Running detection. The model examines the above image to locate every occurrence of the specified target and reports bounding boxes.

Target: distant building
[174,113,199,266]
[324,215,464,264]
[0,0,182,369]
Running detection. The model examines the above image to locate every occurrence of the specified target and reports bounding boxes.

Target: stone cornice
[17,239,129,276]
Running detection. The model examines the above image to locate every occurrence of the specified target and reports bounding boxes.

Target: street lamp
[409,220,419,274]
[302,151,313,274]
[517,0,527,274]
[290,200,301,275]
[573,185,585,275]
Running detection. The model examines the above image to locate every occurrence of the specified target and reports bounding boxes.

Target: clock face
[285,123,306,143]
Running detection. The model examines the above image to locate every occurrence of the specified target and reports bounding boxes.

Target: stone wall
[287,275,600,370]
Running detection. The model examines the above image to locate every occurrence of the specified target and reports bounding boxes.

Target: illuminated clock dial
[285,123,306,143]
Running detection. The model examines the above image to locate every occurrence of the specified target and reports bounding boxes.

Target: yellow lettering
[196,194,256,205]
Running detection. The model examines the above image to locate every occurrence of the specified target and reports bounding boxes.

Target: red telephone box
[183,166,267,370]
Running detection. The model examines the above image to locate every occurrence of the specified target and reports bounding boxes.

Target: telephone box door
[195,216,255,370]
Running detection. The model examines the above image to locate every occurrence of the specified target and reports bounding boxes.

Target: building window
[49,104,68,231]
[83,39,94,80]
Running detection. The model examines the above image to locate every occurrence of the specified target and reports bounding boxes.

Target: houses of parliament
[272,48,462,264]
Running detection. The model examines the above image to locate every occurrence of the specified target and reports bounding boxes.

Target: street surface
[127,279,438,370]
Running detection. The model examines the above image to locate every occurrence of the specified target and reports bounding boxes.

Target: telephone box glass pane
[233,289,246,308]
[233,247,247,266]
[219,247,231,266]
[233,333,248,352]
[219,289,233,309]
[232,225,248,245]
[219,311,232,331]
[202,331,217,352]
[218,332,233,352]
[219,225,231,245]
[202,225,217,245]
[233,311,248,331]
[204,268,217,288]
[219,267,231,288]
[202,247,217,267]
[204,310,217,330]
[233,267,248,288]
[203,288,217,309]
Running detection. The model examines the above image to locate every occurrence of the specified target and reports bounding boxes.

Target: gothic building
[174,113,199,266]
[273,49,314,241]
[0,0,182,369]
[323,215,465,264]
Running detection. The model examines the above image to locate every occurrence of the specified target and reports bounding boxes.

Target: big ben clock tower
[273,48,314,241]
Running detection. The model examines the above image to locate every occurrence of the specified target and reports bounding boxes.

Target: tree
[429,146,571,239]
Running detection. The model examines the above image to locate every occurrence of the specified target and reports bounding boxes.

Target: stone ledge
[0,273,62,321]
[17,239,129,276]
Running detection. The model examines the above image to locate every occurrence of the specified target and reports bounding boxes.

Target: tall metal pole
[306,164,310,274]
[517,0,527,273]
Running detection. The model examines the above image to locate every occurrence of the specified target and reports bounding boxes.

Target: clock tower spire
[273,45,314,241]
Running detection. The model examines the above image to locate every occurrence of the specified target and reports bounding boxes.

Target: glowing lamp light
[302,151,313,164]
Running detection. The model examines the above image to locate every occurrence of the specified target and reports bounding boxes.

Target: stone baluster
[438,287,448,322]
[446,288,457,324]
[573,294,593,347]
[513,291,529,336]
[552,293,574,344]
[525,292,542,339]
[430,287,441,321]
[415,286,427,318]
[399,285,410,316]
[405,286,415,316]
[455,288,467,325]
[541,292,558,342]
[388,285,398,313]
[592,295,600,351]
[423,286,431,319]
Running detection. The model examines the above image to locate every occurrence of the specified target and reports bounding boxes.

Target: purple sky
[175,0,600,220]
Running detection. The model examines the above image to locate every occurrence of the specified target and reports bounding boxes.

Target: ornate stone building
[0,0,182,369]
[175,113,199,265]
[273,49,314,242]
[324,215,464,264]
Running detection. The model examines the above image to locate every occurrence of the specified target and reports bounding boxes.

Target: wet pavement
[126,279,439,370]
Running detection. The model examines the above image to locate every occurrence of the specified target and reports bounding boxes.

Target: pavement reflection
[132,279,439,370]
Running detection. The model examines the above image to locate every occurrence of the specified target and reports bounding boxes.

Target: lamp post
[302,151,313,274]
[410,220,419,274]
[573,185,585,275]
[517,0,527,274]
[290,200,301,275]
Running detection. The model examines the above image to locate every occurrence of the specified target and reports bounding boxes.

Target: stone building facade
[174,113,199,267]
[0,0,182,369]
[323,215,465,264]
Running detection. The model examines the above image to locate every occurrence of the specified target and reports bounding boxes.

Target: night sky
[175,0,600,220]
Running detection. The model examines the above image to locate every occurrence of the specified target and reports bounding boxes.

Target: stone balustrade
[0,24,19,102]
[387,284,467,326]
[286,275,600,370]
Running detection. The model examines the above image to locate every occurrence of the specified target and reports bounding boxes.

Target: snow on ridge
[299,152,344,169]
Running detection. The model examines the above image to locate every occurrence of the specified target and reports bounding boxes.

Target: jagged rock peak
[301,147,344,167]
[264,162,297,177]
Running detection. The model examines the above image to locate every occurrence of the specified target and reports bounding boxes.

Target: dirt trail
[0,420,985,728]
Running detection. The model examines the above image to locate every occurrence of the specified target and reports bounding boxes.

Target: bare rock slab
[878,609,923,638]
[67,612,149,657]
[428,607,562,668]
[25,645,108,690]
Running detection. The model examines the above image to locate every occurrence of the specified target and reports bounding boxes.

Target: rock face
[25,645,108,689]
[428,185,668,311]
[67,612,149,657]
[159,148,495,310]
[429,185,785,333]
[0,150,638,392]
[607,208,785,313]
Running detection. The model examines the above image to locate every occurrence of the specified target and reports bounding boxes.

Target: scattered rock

*What the exercise asks*: Rewrite all of the rows above, changing every "specified target" to "requested target" and leaving everything else as it is.

*Completed task*:
Running detection. The model examines the above image to locate every occurrence of the requested target and reports bounding boxes.

Target: distant building
[174,113,199,266]
[324,215,464,264]
[0,0,182,369]
Running detection. The model examines the above image to locate every occurrence of the requested target and reports bounding boxes.

Target: stone cornice
[17,239,129,276]
Running detection. The model examines the above image to locate every occurrence of the requested target and reports bounding boxes.

Target: street lamp
[409,220,419,274]
[302,151,313,274]
[517,0,527,274]
[290,200,301,275]
[573,185,585,275]
Running detection. The model examines the above image to locate every occurrence of the requested target and reports bounding boxes.

Target: clock face
[285,123,306,143]
Running detection. The model examines the above image to locate every occurrence of the requested target and reports bounding boxes.

Target: stone wall
[287,275,600,370]
Running detection. The model examines the above image to locate every occurrence of the requested target and reports bounding boxes.

Target: illuminated clock dial
[285,123,306,143]
Running detection. The model examines the above image to locate every occurrence of the requested target and reports bounding boxes.

Target: yellow lettering
[196,194,256,205]
Running detection. The model examines the above image to locate every occurrence of the requested target and reports bounding boxes.

Target: red telephone box
[183,166,267,370]
Running detection. The model examines the above image to locate every occurrence of the requested target and reports bounding boxes.

Target: telephone box door
[195,216,255,370]
Running detection. The model examines the above image to locate every occurrence of the requested target and reports bounding boxes.

Target: building window
[49,104,68,231]
[83,39,94,80]
Running detection. The model examines the above image to locate every occurrence of the requested target and reports bounding boxes.

Target: houses of parliament
[272,48,462,264]
Running detection. The model examines the above image to locate every occurrence of the requested target and reports bounding boxes.

Target: street surface
[127,279,438,370]
Running detection. The model examines the above image to locate every occurrence of the requested target and reports bounding boxes.

Target: telephone box glass pane
[233,289,246,308]
[233,247,247,266]
[219,247,231,266]
[233,333,248,352]
[219,289,233,309]
[232,225,248,245]
[219,311,232,331]
[202,331,217,352]
[218,332,233,352]
[219,225,231,245]
[202,225,217,245]
[233,311,248,331]
[204,268,217,288]
[219,267,231,288]
[202,247,217,267]
[204,310,217,330]
[233,267,248,288]
[203,288,217,309]
Running detection. The model examines the above image to locate every occurrence of the requested target and reports bounding boxes.

Target: gothic building
[174,113,199,266]
[273,49,314,241]
[0,0,182,369]
[323,215,465,264]
Running detection. The model examines the above image to locate every occurrence of the requested target and reports bounding boxes.

Target: big ben clock tower
[273,48,314,241]
Running detection. The model examines the above image to locate every occurrence of the requested target and reports bounding boxes.

Target: tree
[429,146,571,239]
Running detection. The model examines the above image to locate every occurrence of the requested target and reports bounding boxes.

Target: stone ledge
[0,273,62,321]
[17,239,129,276]
Running detection. The model examines the above image to locate every occurrence of the requested target and reports bounding boxes.

Target: tall metal pole
[306,164,310,274]
[517,0,527,273]
Running detection. The model examines the above image to locate every occurrence of the requested target and reports bounding boxes.

Target: clock tower spire
[273,45,314,241]
Running detection. The model examines the above image to locate every occurrence of the requested target and reports bounding boxes.

Target: glowing lamp light
[302,151,313,164]
Running detection. The model examines the above image to locate every occurrence of the requested target and reports bounding boxes.

Target: stone baluster
[438,287,448,322]
[446,288,457,324]
[573,294,593,347]
[513,291,529,336]
[552,293,574,344]
[525,292,542,339]
[430,287,441,321]
[415,286,427,318]
[399,285,410,316]
[405,286,415,316]
[455,288,467,325]
[541,292,558,342]
[388,285,398,313]
[592,295,600,351]
[423,286,431,319]
Running detection. The model examines the above image to locate every occurrence of the requested target and reports bounding boxes.

Target: purple sky
[175,0,600,220]
Running detection. The model examines the above image to locate every occurrence of the requested target and reports bounding boxes.

Target: ornate stone building
[0,0,182,369]
[175,113,199,265]
[273,49,314,242]
[324,215,464,264]
Running detection. The model examines the above image to locate every occurrence of the requested target and reports bounding boxes.

Target: wet pavement
[126,279,439,370]
Running detection. The model examines the above image to locate every occurrence of the requested target and reports bounding boxes.

Target: pavement reflection
[132,279,439,370]
Running detection. The model examines the above image to locate every occurrence of the requested target and reports bounding boxes.

Target: lamp post
[302,151,313,274]
[410,220,419,274]
[573,185,585,275]
[517,0,527,274]
[290,200,301,275]
Running detection. The model examines the above image to locate every occurrence of the requested target and reports bounding boxes.

Target: stone building facade
[174,113,199,267]
[0,0,182,369]
[323,215,465,264]
Running detection. The model examines the above image to locate every occurrence of the requested target and reports bounding boxes.

Target: night sky
[175,0,600,220]
Running detection. The model examines the above image to locate every occurrence of the requested target and reports bounding boxes.

Target: stone balustrade
[0,24,19,102]
[387,284,467,326]
[286,275,600,370]
Running detection. The model examines the above image to locate every occurrence of the requested target and reports bounding boxes.

Target: snow on ridge
[299,152,344,169]
Running detection. The model examines the above image to locate every occurrence of the requested target and reports bounding boxes.

Target: jagged rock peak
[301,147,344,167]
[264,162,297,177]
Running detection. The model examines the above image to locate every occurrence of the requested target and reports bounding boxes.

Target: dirt trail
[0,420,985,728]
Running detection. The model examines the above image to locate every occurrence of the requested target and reports bounding boxes.

Target: bare rock slab
[878,609,923,638]
[67,612,149,657]
[428,607,562,668]
[25,645,108,690]
Running detection. The model examines the above image to locate every occurrence of the requested target and reports bounding boxes.

Target: rock face
[25,645,108,689]
[428,185,668,311]
[67,612,149,657]
[159,148,495,310]
[429,185,785,333]
[0,150,638,392]
[607,208,785,313]
Running detection. The model examines the above image to locate every occurrence of the requested target and reports bounding boxes.

Target: scattered rock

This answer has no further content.